** Start GIVEN ENTRIES **

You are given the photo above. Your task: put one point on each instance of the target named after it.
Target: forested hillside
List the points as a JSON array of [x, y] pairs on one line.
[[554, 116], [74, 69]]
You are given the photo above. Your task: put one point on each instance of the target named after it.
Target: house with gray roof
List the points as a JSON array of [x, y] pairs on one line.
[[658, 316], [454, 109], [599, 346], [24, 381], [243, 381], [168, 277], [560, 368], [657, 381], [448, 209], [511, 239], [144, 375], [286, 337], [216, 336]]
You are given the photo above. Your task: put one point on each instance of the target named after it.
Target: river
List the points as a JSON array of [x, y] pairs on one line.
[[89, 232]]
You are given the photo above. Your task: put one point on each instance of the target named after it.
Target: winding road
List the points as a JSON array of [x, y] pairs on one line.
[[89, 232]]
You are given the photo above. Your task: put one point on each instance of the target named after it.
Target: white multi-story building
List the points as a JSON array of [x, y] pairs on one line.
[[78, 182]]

** End GIVEN ENTRIES **

• **PROBLEM**
Turn the rows above into a numbered list with one line per entry, and leave out any blank lines.

• **SOLVED EXERCISE**
1. You are given the photo above. Your task: put one point on each instance of the target named after it.
2. Target: forested hillside
3. List the points as a JSON array of [x, y] pairs on one line.
4. [[554, 116], [74, 69]]
5. You are given the photo above. Your task: put one point on each instance of the target named after it.
6. Target: house with gray roof
7. List the points as a JSON array of [x, y] pairs on one line.
8. [[658, 316], [454, 109], [599, 346], [24, 381], [243, 381], [168, 277], [560, 368], [657, 381], [448, 209], [511, 239], [144, 375], [286, 337], [216, 336]]
9. You are given the photo above. Your task: put one point on each instance of the target named after it.
10. Target: river
11. List the points as a JSON array of [x, y] pairs on one line.
12. [[89, 232]]
13. You are given the photo above. Your task: put one point on each instance of the target named after it.
14. Target: winding road
15. List the points as a JSON array of [x, y] pairs on one line.
16. [[89, 232]]
17. You are given the photo above. Your task: put one point on each instance of the target named after it.
18. Target: white multi-story building
19. List the points as a JSON array of [x, y] pairs on one line.
20. [[78, 182]]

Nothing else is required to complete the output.